--- MATERIAL SHOWN ---

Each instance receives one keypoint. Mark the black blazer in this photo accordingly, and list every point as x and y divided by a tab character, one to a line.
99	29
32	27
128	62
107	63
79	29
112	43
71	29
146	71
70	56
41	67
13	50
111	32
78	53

---

Would you write out each entry precisely as it is given?

### RESPONSE TO THIS EXERCISE
Each instance receives one keypoint. Mark the black blazer in this photo accordingly, and list every point as x and y divided by a tab character, one to a line.
99	29
32	27
128	62
107	63
79	29
112	43
71	29
146	71
70	56
41	67
13	50
111	32
78	53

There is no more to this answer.